Extracted data entries:
## Begin
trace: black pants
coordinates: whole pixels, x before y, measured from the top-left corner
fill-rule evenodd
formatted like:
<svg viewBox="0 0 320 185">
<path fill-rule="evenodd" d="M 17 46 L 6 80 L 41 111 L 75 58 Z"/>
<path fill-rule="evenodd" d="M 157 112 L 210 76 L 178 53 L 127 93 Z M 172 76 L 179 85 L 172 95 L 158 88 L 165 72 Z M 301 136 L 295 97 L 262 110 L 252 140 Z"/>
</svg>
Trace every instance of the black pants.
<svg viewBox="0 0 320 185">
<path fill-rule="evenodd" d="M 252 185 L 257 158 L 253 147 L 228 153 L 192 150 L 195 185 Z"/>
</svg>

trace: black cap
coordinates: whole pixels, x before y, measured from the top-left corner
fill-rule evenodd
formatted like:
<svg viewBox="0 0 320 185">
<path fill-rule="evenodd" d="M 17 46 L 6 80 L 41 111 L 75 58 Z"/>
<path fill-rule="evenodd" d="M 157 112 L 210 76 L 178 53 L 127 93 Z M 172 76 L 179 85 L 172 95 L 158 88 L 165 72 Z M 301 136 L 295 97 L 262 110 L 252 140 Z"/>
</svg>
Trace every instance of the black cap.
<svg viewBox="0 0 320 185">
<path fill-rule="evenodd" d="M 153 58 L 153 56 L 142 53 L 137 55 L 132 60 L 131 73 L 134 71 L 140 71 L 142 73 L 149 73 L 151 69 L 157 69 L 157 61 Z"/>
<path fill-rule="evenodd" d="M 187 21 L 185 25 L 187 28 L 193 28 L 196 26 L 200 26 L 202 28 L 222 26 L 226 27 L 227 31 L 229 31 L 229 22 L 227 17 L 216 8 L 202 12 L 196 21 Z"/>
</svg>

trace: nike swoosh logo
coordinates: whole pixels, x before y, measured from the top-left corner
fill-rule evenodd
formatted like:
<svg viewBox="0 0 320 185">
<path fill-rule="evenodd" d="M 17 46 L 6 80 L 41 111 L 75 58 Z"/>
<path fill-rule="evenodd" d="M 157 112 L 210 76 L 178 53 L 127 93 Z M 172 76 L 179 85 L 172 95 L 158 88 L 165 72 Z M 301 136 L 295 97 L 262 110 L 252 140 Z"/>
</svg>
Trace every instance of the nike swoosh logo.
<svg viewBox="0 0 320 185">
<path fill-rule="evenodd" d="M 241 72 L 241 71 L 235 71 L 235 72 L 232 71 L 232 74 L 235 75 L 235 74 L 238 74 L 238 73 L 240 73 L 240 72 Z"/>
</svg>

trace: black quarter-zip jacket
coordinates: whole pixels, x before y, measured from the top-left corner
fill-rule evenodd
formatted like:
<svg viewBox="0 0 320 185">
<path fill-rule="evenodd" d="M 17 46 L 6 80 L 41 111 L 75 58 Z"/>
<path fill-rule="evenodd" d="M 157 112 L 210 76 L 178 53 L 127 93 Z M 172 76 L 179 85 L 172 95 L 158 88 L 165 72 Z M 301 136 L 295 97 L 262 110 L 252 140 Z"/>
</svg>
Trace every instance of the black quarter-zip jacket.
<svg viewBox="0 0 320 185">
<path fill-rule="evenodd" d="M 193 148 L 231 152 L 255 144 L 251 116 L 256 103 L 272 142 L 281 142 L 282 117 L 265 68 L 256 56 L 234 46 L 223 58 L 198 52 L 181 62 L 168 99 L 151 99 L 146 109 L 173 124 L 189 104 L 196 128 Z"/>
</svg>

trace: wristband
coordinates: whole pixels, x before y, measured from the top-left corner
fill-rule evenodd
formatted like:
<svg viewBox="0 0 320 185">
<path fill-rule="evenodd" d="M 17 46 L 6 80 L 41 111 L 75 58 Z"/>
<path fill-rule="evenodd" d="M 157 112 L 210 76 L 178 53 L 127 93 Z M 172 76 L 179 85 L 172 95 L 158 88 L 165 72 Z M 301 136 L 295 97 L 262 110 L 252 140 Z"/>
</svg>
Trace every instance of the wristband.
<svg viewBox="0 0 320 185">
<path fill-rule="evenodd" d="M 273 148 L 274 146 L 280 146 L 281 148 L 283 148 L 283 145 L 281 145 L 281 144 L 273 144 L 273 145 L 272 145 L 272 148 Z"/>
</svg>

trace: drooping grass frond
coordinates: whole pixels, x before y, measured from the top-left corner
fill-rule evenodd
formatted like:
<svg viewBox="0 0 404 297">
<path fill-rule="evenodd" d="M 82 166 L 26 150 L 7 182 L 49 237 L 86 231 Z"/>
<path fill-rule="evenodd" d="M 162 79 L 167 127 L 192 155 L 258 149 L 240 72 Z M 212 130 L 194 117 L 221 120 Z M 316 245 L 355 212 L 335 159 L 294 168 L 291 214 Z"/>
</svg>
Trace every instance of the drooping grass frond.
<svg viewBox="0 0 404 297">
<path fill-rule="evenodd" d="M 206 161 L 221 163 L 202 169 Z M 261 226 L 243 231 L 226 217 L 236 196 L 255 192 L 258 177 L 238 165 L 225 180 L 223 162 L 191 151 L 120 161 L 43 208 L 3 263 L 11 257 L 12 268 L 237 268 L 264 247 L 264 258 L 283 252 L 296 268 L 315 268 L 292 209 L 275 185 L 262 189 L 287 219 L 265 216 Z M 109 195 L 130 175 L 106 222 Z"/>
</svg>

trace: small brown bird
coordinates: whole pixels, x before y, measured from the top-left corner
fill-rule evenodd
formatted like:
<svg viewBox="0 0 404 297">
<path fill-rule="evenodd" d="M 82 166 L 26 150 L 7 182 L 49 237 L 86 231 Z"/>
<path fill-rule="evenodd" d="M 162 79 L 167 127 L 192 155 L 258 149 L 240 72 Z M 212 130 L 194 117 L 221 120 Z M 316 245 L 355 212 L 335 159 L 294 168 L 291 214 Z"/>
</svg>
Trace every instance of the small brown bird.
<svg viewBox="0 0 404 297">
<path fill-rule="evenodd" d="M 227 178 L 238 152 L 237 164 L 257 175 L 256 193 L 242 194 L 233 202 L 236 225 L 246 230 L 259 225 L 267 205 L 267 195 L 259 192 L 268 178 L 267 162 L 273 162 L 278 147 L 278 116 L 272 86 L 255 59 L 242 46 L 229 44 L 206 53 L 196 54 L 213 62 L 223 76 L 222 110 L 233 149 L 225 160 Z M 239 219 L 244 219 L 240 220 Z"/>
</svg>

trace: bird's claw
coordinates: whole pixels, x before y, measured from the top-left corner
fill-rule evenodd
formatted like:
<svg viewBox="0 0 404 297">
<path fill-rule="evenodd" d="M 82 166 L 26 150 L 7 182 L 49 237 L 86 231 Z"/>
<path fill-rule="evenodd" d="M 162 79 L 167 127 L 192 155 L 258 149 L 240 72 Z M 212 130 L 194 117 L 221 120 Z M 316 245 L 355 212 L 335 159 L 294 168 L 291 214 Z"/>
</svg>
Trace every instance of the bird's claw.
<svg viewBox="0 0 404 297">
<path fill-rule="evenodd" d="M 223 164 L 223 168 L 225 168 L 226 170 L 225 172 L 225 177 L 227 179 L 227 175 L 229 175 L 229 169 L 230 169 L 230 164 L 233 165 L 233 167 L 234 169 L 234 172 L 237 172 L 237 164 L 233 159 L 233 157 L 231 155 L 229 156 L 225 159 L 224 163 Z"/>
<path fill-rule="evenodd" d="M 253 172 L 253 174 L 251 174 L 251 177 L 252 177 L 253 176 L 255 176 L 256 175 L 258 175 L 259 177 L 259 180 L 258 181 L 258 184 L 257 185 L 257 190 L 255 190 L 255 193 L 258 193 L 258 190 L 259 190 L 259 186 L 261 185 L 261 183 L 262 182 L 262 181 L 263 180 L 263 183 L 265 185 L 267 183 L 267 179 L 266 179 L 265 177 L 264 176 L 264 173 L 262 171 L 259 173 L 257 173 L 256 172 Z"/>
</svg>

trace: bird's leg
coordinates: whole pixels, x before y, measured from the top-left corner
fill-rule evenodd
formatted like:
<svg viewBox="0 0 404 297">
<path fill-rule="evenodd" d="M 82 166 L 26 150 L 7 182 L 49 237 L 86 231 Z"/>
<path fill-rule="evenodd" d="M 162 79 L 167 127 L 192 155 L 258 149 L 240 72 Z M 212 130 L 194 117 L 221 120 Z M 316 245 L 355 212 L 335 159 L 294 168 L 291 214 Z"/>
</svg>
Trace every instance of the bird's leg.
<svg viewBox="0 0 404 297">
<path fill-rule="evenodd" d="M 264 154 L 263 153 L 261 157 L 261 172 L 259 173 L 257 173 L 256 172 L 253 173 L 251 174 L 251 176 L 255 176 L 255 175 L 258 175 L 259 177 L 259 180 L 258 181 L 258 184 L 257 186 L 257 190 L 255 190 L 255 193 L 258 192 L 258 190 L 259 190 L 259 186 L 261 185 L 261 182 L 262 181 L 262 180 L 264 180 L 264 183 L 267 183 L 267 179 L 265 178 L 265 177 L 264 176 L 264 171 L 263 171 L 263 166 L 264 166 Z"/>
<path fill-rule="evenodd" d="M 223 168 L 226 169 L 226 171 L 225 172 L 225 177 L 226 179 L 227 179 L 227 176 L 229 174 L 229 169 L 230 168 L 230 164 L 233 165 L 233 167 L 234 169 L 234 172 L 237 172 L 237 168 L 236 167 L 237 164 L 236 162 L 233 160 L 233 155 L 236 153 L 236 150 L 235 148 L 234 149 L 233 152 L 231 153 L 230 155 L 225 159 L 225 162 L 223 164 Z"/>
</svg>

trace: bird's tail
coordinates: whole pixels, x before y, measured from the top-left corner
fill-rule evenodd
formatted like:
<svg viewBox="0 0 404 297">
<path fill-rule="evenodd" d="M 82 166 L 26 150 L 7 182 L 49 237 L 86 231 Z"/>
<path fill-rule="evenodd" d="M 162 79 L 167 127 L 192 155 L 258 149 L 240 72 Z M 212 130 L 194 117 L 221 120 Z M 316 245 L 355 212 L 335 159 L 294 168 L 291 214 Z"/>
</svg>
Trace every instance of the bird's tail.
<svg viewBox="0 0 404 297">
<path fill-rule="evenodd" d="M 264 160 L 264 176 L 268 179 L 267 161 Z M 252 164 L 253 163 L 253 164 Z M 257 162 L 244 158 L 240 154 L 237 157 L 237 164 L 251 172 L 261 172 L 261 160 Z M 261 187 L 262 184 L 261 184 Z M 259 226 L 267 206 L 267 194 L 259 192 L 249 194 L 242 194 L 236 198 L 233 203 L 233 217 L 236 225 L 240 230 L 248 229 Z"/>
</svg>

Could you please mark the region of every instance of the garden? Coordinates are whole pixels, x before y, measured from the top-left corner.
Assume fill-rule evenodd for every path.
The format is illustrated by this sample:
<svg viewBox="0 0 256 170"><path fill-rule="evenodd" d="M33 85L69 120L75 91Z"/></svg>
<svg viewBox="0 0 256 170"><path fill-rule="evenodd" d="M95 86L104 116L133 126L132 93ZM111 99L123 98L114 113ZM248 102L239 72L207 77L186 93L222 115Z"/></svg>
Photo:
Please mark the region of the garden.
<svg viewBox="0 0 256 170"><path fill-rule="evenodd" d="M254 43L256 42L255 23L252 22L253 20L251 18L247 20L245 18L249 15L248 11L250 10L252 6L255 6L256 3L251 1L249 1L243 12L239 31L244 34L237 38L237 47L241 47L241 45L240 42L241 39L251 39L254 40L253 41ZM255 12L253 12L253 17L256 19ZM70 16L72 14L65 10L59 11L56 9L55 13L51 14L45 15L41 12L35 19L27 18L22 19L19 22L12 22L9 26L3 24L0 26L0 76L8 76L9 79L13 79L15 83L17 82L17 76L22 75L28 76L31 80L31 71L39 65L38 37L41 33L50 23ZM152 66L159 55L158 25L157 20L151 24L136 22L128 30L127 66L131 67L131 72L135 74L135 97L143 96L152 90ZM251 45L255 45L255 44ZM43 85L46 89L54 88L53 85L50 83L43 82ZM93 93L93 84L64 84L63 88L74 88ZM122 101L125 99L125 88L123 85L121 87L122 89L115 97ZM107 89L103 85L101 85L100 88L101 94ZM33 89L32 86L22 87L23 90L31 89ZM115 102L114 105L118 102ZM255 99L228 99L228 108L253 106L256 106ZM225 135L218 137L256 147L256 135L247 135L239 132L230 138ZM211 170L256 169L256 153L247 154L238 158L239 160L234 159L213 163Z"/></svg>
## End
Repeat the lines from the one containing "trace: drooping grass frond" through the one containing "Trace every instance of the drooping", unchanged and including both end lines.

## CORRECT RESULT
trace: drooping grass frond
coordinates: whole pixels, x before y, measured from the top-left corner
fill-rule evenodd
formatted like:
<svg viewBox="0 0 404 297">
<path fill-rule="evenodd" d="M 82 166 L 26 150 L 7 182 L 49 237 L 86 231 Z"/>
<path fill-rule="evenodd" d="M 162 79 L 167 127 L 192 155 L 258 149 L 240 72 Z M 212 130 L 194 117 L 221 120 Z M 316 245 L 355 212 L 335 159 L 294 168 L 291 214 Z"/>
</svg>
Trace every instance of the drooping grass frond.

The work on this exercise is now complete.